> [WORK INSTRUCTIONS]
a - Decide whether each statement agrees with the Voldemort heap post: (i) the poster currently gives Voldemort a 10 GB heap, (ii) Voldemort already runs on its own dedicated cluster, (iii) the production cluster uses a replication factor of 3. For each, answer yes or no and quote the deciding words from the post.
b - Proceed with the Voldemort heap post, picking up right after its last sentence.

> [TEXT]
● ● ● ● ●
Running Voldemort on Extra Large Heap (32GB t0 40 GB)

Feng Wu

unread,

Jan 22, 2010, 3:59:57 PM1/22/10

to project-...@googlegroups.com

Hi,

Right now at my place we've build a back end service application using Voldemort as storage instead of a RDBMS. We are currently using 10 GB heap for Voldemort, with 4 GB BDB cache. The rest of the memory settings are pretty much straight from Project Voldemort's configuration page. The challenge we are facing right now, as far as I can see, is whenever BDB is hitting disk, it causes Voldemort to slow down, and that in turn causes our client to time out as we need maintain certain SLA. I've seen raw BDB store operations in the hundreds, and occasionally close to 1 second.

Another part of the IO contention comes from the fact that we are running Voldemort along side our application. On each box we have two instance of our application with one Voldemort ode. Our application does pretty heavy data logging to local disk, where BDB files also reside.

My thinking is to run Voldemort with much more RAM, say 32 GB Heap, with ~12 GB of BDB cache. The idea is trying to keep all data in memory so BDB don't need to hit disk often. And eventually I am thinking move Voldemort to its own dedicated cluster, separate from our application that it supports, this way I am hoping to be able to independently scale either my application or Voldemort.

My questions are 1) Are those reasonable ideas? and 2) Do you have any experience running such a large heap, what kind of GV tuning are needed to ensure we don't get into GC pause death?

In production we have a 10 nodes Voldemort cluster, with replication factor at 4, requires R/W at 2 and preferred R/W at 3. We are currently on version 0.51. We are evaluating 0.6.0.1 right now, but I am hoping to actually move to 0.7 as soon as it comes out.
● ● ● ● ●
(Dataset excerpt)

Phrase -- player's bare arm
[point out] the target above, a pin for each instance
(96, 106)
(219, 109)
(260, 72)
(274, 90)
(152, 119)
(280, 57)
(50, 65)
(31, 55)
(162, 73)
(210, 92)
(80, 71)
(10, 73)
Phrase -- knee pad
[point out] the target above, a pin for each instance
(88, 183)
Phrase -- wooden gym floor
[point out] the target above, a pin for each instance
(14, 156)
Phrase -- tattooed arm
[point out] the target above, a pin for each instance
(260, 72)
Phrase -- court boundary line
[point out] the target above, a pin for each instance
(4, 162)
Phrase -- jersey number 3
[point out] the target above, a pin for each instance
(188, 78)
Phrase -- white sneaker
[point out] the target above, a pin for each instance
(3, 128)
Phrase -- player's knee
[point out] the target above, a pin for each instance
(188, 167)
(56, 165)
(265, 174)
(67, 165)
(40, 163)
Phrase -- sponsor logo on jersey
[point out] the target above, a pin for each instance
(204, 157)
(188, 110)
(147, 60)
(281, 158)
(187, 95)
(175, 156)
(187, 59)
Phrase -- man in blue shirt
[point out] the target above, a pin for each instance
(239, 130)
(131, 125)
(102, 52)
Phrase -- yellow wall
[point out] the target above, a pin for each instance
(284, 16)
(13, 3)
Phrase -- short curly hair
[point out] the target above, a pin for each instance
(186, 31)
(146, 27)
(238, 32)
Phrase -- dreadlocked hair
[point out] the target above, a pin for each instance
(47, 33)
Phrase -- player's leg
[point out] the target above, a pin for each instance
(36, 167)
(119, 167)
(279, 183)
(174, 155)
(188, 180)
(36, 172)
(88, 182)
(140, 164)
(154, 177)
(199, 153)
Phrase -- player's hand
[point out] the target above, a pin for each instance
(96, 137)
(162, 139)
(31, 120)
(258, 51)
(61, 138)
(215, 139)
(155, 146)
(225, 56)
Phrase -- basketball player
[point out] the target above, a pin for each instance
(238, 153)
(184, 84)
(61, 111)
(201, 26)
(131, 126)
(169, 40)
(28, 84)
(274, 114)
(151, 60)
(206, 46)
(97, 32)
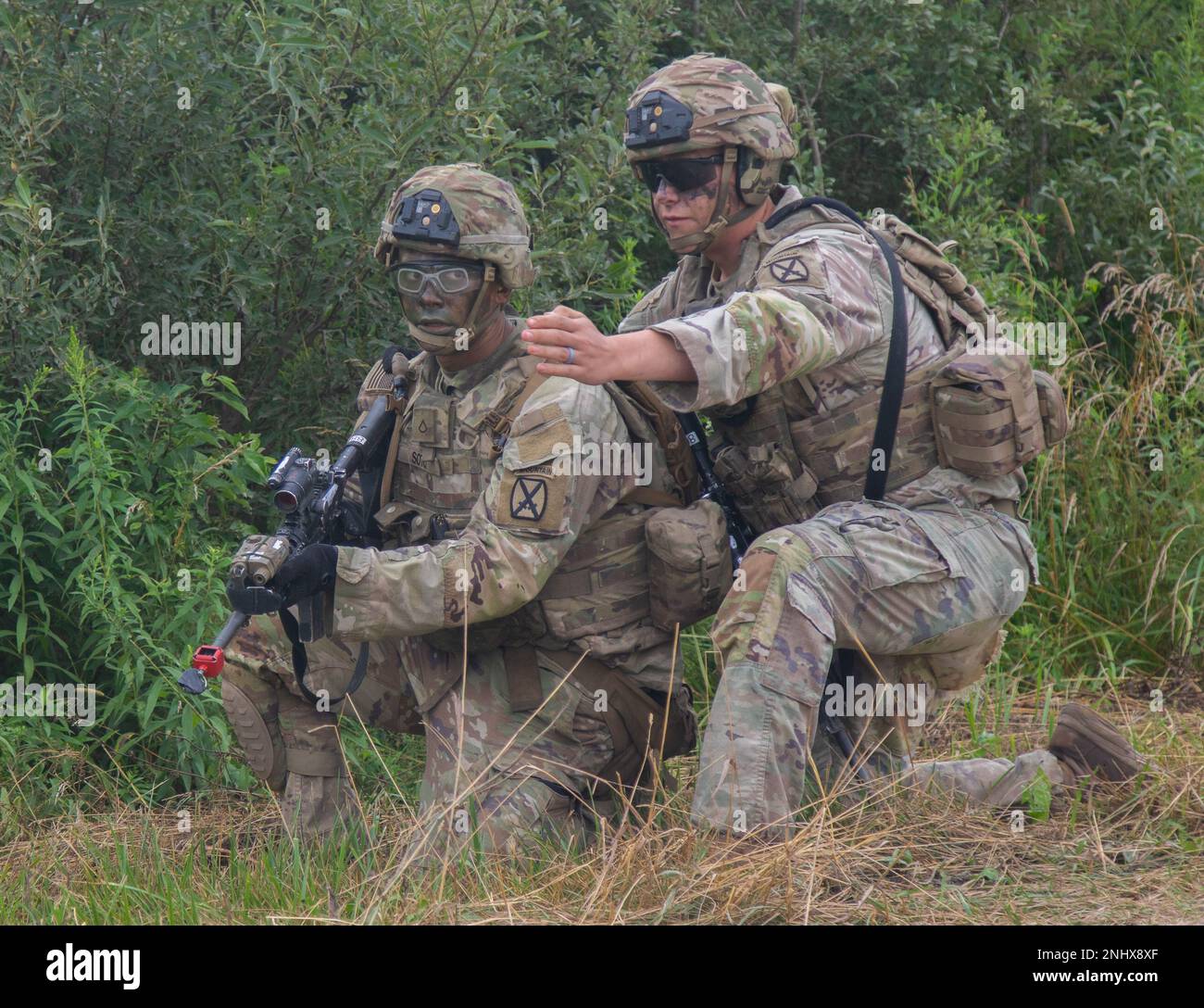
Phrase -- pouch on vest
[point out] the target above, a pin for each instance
(689, 562)
(986, 413)
(1055, 420)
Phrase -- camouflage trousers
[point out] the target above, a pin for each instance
(494, 778)
(923, 591)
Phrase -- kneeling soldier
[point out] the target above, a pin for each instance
(492, 522)
(889, 522)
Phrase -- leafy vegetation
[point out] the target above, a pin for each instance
(185, 159)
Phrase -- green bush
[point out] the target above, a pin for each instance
(119, 498)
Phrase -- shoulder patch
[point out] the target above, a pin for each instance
(795, 261)
(534, 488)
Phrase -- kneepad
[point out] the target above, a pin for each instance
(252, 710)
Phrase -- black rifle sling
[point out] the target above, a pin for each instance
(896, 357)
(878, 469)
(301, 662)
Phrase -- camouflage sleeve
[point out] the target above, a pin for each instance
(814, 301)
(538, 500)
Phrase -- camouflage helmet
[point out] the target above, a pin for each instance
(465, 209)
(709, 101)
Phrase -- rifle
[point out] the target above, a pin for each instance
(739, 533)
(311, 498)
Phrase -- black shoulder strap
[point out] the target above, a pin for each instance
(884, 438)
(896, 357)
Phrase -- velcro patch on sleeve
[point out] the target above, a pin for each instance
(538, 435)
(795, 264)
(533, 494)
(533, 500)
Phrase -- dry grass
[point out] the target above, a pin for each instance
(1123, 855)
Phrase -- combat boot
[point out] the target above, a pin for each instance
(1086, 744)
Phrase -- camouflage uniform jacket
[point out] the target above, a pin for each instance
(542, 550)
(808, 311)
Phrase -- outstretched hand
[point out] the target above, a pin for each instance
(571, 345)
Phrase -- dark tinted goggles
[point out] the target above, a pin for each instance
(683, 173)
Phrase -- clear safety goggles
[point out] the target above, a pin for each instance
(449, 277)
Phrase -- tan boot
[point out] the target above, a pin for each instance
(1086, 744)
(316, 807)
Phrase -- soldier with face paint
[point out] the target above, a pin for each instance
(778, 321)
(507, 613)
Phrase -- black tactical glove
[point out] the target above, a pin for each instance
(306, 573)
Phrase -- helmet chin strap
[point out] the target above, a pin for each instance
(696, 244)
(442, 344)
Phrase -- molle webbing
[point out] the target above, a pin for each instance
(835, 447)
(601, 561)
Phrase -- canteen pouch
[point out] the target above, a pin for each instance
(689, 562)
(986, 413)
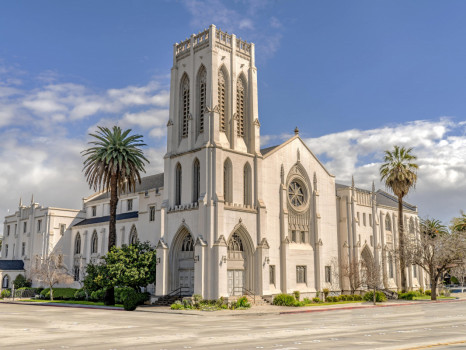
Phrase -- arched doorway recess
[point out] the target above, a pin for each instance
(240, 262)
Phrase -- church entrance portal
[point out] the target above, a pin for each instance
(237, 266)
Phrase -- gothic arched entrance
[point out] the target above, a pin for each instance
(239, 263)
(182, 261)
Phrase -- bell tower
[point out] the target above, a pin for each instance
(213, 94)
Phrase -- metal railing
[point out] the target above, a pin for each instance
(244, 292)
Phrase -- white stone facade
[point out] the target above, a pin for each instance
(225, 215)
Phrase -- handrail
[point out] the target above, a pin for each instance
(245, 291)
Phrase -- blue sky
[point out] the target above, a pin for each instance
(355, 76)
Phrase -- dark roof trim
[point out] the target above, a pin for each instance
(124, 216)
(12, 265)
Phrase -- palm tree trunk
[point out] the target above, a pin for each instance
(401, 241)
(109, 298)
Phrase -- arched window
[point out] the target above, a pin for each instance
(390, 265)
(133, 236)
(178, 184)
(222, 98)
(196, 180)
(6, 281)
(411, 226)
(184, 107)
(388, 223)
(94, 243)
(247, 189)
(77, 244)
(241, 104)
(227, 181)
(188, 244)
(201, 100)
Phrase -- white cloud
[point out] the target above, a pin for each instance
(439, 145)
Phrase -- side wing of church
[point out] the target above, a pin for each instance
(227, 217)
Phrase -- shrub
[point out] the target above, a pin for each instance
(98, 295)
(284, 300)
(21, 281)
(326, 292)
(80, 295)
(379, 296)
(176, 306)
(59, 293)
(409, 295)
(243, 302)
(119, 293)
(131, 300)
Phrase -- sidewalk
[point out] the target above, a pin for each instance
(258, 310)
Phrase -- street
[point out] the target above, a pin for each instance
(418, 326)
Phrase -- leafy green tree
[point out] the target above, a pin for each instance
(21, 281)
(459, 224)
(129, 266)
(114, 163)
(436, 250)
(399, 173)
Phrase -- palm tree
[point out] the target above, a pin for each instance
(114, 163)
(459, 224)
(399, 172)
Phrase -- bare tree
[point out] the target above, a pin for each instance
(351, 272)
(51, 271)
(370, 276)
(436, 250)
(459, 271)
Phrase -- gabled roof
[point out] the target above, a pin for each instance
(147, 183)
(100, 219)
(12, 265)
(270, 150)
(382, 197)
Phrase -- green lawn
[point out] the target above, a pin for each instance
(336, 302)
(79, 302)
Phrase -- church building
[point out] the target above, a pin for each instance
(227, 217)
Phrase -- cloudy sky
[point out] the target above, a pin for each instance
(356, 77)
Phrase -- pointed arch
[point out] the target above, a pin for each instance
(196, 180)
(77, 244)
(94, 243)
(184, 105)
(247, 185)
(181, 257)
(133, 235)
(228, 181)
(241, 105)
(223, 97)
(178, 183)
(388, 222)
(201, 97)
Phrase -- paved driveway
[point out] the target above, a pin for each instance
(399, 327)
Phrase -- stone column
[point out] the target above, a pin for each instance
(199, 266)
(161, 270)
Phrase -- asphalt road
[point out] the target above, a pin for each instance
(419, 326)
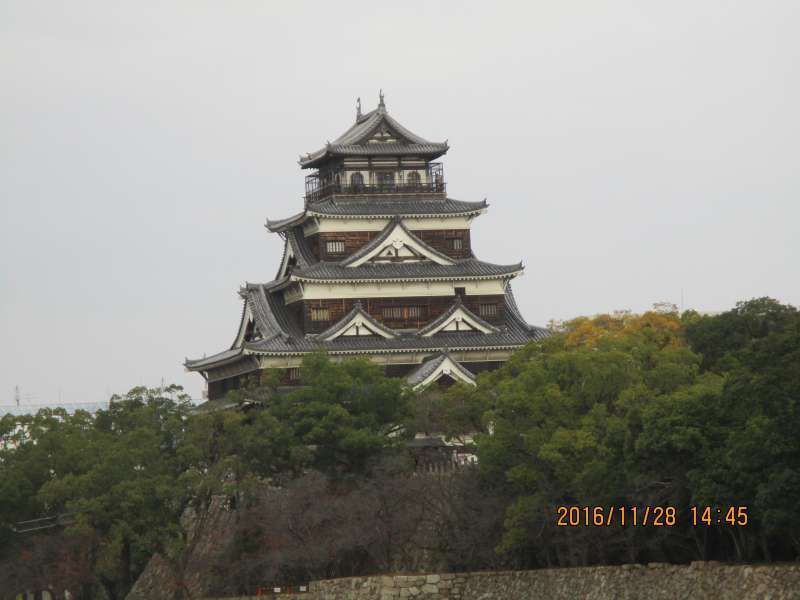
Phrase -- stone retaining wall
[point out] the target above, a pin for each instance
(657, 581)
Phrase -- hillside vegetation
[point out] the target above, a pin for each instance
(658, 409)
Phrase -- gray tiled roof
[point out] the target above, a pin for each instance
(449, 312)
(394, 206)
(427, 367)
(379, 240)
(281, 224)
(377, 206)
(282, 336)
(353, 141)
(342, 323)
(468, 268)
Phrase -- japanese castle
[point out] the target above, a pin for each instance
(378, 264)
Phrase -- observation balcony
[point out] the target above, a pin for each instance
(352, 183)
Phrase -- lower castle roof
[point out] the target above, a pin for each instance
(281, 335)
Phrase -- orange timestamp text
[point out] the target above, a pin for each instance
(649, 516)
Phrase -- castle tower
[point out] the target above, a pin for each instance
(378, 264)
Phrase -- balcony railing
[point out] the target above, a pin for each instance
(380, 188)
(342, 183)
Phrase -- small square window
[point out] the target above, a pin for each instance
(335, 247)
(320, 314)
(487, 310)
(392, 312)
(414, 312)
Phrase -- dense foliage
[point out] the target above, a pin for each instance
(623, 411)
(658, 409)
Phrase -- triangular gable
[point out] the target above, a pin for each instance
(358, 323)
(457, 318)
(396, 244)
(436, 368)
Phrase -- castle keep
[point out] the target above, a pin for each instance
(379, 264)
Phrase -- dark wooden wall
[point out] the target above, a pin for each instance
(433, 306)
(440, 239)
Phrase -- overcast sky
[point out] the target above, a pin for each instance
(628, 150)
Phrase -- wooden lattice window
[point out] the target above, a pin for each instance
(320, 314)
(487, 310)
(392, 312)
(335, 247)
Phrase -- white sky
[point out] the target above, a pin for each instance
(629, 150)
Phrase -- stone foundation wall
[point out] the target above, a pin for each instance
(657, 581)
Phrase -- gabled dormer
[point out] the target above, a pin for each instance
(396, 244)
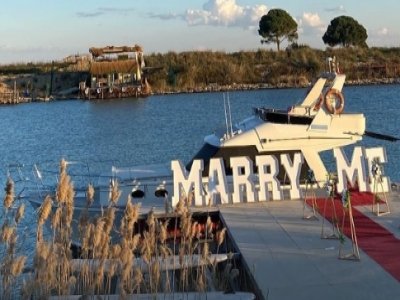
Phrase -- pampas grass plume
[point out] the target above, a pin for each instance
(20, 213)
(44, 210)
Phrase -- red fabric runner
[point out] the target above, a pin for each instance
(379, 243)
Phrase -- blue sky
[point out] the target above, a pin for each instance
(32, 30)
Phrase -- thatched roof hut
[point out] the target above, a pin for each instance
(108, 67)
(96, 52)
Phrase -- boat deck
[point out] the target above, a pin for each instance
(289, 260)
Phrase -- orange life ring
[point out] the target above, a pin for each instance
(319, 102)
(334, 101)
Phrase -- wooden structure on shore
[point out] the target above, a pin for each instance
(115, 72)
(9, 96)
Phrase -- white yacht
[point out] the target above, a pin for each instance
(317, 124)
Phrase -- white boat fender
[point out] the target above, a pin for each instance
(161, 193)
(137, 193)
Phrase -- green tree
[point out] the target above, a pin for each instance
(345, 31)
(276, 26)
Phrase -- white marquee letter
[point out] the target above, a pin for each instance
(217, 181)
(293, 172)
(242, 179)
(268, 178)
(183, 183)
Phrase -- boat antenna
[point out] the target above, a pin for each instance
(226, 116)
(230, 115)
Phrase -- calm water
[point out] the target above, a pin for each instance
(159, 129)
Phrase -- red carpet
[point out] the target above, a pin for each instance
(379, 243)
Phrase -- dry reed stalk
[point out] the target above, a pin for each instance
(90, 195)
(44, 210)
(7, 231)
(115, 193)
(220, 238)
(20, 213)
(9, 197)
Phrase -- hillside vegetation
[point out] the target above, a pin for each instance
(210, 70)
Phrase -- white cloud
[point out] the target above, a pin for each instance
(221, 13)
(382, 31)
(338, 9)
(310, 23)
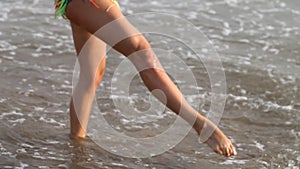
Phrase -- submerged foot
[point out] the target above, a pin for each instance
(217, 140)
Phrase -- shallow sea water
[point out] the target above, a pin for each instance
(258, 43)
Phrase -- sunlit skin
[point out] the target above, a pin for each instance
(84, 22)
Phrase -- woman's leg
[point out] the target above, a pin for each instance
(92, 19)
(90, 77)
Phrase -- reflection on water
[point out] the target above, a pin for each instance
(258, 42)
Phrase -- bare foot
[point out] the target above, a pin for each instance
(216, 139)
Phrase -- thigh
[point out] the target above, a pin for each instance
(91, 53)
(110, 26)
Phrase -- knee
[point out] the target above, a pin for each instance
(132, 44)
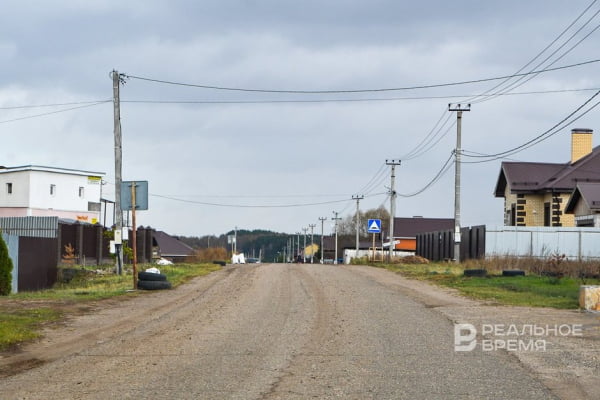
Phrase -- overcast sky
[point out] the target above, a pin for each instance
(196, 146)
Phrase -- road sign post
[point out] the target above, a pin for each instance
(374, 226)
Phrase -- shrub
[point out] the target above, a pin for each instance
(5, 269)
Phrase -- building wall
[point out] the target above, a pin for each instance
(46, 193)
(529, 209)
(20, 189)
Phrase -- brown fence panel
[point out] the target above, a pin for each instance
(439, 245)
(37, 263)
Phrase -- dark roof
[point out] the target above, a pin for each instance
(411, 227)
(170, 246)
(589, 192)
(527, 177)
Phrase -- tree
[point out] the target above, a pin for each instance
(5, 269)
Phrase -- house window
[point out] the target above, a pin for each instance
(513, 214)
(546, 214)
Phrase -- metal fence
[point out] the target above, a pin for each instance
(30, 226)
(541, 242)
(439, 245)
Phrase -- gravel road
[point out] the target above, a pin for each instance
(268, 331)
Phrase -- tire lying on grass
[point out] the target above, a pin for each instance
(513, 272)
(154, 285)
(475, 272)
(151, 276)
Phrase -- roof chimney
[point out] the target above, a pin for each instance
(581, 143)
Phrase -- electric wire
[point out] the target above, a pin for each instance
(391, 89)
(524, 79)
(445, 168)
(52, 112)
(296, 205)
(486, 93)
(544, 135)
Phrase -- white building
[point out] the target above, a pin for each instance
(46, 191)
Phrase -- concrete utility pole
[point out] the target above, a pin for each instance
(312, 243)
(304, 250)
(335, 219)
(117, 80)
(457, 153)
(357, 221)
(235, 242)
(393, 164)
(322, 219)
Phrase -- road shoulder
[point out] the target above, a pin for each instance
(569, 364)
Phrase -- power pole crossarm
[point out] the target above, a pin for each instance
(335, 219)
(393, 164)
(457, 153)
(322, 219)
(357, 221)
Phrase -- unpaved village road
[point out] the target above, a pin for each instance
(272, 331)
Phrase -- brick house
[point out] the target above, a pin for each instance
(585, 205)
(536, 194)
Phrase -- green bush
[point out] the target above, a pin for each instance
(5, 269)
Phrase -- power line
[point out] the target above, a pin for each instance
(255, 205)
(445, 168)
(486, 93)
(346, 100)
(430, 86)
(91, 102)
(53, 112)
(544, 135)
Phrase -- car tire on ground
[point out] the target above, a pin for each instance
(151, 276)
(154, 285)
(513, 272)
(475, 272)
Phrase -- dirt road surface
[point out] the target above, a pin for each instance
(277, 331)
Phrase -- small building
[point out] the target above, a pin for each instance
(536, 194)
(34, 190)
(171, 248)
(585, 205)
(407, 229)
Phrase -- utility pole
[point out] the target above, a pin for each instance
(312, 243)
(235, 242)
(322, 219)
(457, 153)
(117, 80)
(297, 245)
(304, 250)
(357, 220)
(335, 219)
(393, 164)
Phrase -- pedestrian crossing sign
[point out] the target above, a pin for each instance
(374, 226)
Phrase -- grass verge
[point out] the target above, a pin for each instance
(19, 322)
(531, 290)
(23, 325)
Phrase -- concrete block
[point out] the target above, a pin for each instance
(589, 297)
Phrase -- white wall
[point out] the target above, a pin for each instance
(31, 190)
(20, 189)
● ● ● ● ●
> [RESULTS FOR EACH TASK]
a -
(i) Yes: "We are currently using 10 GB heap for Voldemort, with 4 GB BDB cache."
(ii) No: "we are running Voldemort along side our application."
(iii) No: "with replication factor at 4"

b -
Thanks.

-Feng

bhupesh bansal

unread,

Jan 22, 2010, 4:40:31 PM1/22/10

to project-...@googlegroups.com

Hey Feng,

We are indeed running JVMs of about 18G with 10G to bdb cache in production. The bdb disk file sizes are about 120G (varies from 108G - 135G due to lazy cleaning in bdb)
the performance we have seen under peak load is
QPS (node) 1450, QPS(cluster) = 4300
with Get timings : 1ms , 36 ms , 70 ms (for 50% , 95% 99%)
Put timings: 0.5 ms ,1 ms, 2 ms

The GC settings we use are same as on voldemort configuration page except the JVM size
http://project-voldemort.com/configuration.php

Best
Bhupesh

--
You received this message because you are subscribed to the Google Groups "project-voldemort" group.
To post to this group, send email to project-...@googlegroups.com.
To unsubscribe from this group, send email to project-voldem...@googlegroups.com.
For more options, visit this group at http://groups.google.com/group/project-voldemort?hl=en.

Feng Wu

unread,

Jan 22, 2010, 5:18:12 PM1/22/10

to project-voldemort

Hi, Bhupesh,

Thanks for the stats. Just curios, what is your cluster size, and
what are the replication factor, required/prefered R/W settings?

The GET and PUT timings, is that raw BDB operation numbers? Are those
numbers exposed somewhere via a MBean? Do I have to turn on voldemort
server side debugging to get these raw performance numbers first?

Finally, what do you think of the idea of running Voldemort on its own
cluster, instead of along with our application on the same box? I'd
imagine it's probably the norm to run applications and voldemort on
separate machines, i.e., what we did is kind of an exception rather
than the norm.

Thank you very much.

-Feng

On Jan 22, 1:40 pm, bhupesh bansal <bbansal....@gmail.com> wrote:
> Hey Feng,
>
> We are indeed running JVMs of about 18G with 10G to bdb cache in production.
> The bdb disk file sizes are about 120G (varies from 108G - 135G due to lazy
> cleaning in bdb)
> the performance we have seen under peak load is
> QPS (node) 1450, QPS(cluster) = 4300
> with Get timings : 1ms , 36 ms , 70 ms (for 50% , 95% 99%)
> Put timings: 0.5 ms ,1 ms, 2 ms
>
> The GC settings we use are same as on voldemort configuration page except
> the JVM size http://project-voldemort.com/configuration.php
>
> Best
> Bhupesh
>

> > project-voldem...@googlegroups.com<project-voldemort%2Bunsu...@googlegroups.com>

Tatu Saloranta

unread,

Jan 22, 2010, 10:51:15 PM1/22/10

to project-...@googlegroups.com

On Fri, Jan 22, 2010 at 12:59 PM, Feng Wu <feng...@gmail.com> wrote:
> Hi,
>
...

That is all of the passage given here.